## What the exercise asks
Please copy every line of the data in which the string "windshield" appears.

## Records excerpted from a collection

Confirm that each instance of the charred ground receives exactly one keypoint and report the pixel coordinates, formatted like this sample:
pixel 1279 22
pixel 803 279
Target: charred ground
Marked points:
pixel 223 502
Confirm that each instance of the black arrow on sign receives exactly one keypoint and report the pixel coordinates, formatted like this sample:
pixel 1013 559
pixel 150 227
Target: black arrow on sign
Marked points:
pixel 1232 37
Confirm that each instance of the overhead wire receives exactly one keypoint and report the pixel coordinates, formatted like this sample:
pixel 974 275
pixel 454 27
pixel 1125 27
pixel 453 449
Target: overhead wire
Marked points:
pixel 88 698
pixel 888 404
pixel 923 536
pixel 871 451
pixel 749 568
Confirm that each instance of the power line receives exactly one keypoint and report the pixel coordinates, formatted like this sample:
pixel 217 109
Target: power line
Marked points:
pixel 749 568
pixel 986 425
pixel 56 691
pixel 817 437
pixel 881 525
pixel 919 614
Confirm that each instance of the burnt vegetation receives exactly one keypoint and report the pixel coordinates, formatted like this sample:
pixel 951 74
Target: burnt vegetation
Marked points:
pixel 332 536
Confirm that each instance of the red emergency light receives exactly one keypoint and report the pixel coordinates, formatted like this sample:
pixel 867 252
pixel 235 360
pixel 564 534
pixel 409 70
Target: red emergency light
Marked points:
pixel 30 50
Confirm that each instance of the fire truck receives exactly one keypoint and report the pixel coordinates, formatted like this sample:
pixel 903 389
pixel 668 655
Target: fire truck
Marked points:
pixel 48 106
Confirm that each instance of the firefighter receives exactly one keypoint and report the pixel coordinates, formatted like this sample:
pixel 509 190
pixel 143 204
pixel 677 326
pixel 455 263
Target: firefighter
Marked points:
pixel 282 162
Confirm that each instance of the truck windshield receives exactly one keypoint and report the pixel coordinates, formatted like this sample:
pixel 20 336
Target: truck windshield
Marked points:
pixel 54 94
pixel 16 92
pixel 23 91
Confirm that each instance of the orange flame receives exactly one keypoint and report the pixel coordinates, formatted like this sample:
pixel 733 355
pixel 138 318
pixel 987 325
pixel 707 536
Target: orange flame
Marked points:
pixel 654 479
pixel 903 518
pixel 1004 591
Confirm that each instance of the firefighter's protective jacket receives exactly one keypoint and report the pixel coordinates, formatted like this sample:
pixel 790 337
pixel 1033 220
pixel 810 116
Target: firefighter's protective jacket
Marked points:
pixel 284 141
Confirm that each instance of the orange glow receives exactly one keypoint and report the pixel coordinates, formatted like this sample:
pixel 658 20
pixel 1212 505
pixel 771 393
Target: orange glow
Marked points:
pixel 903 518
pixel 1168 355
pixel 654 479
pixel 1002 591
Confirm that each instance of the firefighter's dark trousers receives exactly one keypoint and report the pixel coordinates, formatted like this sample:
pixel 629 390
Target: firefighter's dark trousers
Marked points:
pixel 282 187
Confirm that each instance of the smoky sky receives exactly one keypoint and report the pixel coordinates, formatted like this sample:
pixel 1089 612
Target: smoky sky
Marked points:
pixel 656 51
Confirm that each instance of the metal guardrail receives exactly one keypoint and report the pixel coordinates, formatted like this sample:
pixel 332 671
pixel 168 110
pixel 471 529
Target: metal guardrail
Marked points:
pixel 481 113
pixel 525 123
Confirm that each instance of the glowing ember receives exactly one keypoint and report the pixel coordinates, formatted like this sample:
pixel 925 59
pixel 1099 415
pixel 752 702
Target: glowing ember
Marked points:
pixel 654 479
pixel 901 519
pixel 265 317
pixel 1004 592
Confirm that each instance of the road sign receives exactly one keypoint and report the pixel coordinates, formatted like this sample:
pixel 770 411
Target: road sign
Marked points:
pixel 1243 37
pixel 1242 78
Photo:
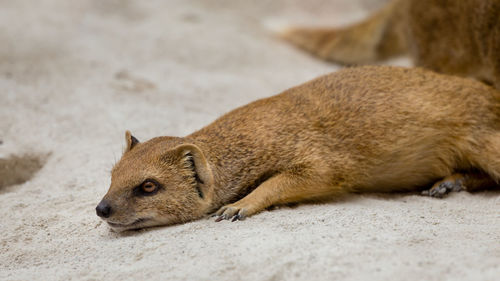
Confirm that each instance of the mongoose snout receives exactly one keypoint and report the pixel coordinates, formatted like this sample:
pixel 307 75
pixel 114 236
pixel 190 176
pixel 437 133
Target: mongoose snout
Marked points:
pixel 364 129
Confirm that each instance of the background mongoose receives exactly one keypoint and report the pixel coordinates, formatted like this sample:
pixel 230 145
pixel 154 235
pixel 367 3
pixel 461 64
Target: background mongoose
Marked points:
pixel 448 36
pixel 366 129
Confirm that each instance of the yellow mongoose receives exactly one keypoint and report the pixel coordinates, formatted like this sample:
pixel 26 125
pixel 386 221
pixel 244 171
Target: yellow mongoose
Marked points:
pixel 366 129
pixel 455 37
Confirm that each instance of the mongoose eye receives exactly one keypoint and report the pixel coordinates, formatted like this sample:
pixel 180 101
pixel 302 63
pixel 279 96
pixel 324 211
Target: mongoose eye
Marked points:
pixel 149 187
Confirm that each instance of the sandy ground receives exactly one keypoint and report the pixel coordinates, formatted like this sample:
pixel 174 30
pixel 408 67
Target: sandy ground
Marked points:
pixel 74 75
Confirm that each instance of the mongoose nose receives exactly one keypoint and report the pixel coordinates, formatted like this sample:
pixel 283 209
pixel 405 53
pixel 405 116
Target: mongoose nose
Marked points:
pixel 103 209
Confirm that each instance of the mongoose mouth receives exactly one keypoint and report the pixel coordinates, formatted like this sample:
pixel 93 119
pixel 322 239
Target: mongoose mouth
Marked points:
pixel 129 225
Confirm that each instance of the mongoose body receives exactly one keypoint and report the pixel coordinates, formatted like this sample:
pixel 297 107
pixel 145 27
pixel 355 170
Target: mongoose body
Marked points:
pixel 448 36
pixel 366 129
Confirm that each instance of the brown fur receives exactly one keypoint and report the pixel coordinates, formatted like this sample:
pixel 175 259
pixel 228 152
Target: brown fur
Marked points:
pixel 366 129
pixel 448 36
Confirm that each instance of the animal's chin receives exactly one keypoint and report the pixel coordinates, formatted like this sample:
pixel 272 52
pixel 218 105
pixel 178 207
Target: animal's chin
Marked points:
pixel 139 223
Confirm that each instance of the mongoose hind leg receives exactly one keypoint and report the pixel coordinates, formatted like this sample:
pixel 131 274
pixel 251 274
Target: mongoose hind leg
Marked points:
pixel 280 189
pixel 459 182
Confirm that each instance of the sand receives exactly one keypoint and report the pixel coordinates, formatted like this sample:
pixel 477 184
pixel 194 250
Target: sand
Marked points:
pixel 74 75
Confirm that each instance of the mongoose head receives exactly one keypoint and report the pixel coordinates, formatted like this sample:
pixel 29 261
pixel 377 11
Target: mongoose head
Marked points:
pixel 159 182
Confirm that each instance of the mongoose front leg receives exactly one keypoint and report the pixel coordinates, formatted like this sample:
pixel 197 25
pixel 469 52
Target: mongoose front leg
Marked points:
pixel 459 182
pixel 280 189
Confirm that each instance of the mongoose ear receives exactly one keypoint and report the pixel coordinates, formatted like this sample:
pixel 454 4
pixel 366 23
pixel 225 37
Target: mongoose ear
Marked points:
pixel 130 140
pixel 193 156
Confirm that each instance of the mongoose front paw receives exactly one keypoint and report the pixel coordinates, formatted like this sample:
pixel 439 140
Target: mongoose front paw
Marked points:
pixel 444 187
pixel 235 211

## Output
Confirm that each instance of the truck windshield receives exactly one keypoint and report the pixel coordinates, formatted like this sample:
Target: truck windshield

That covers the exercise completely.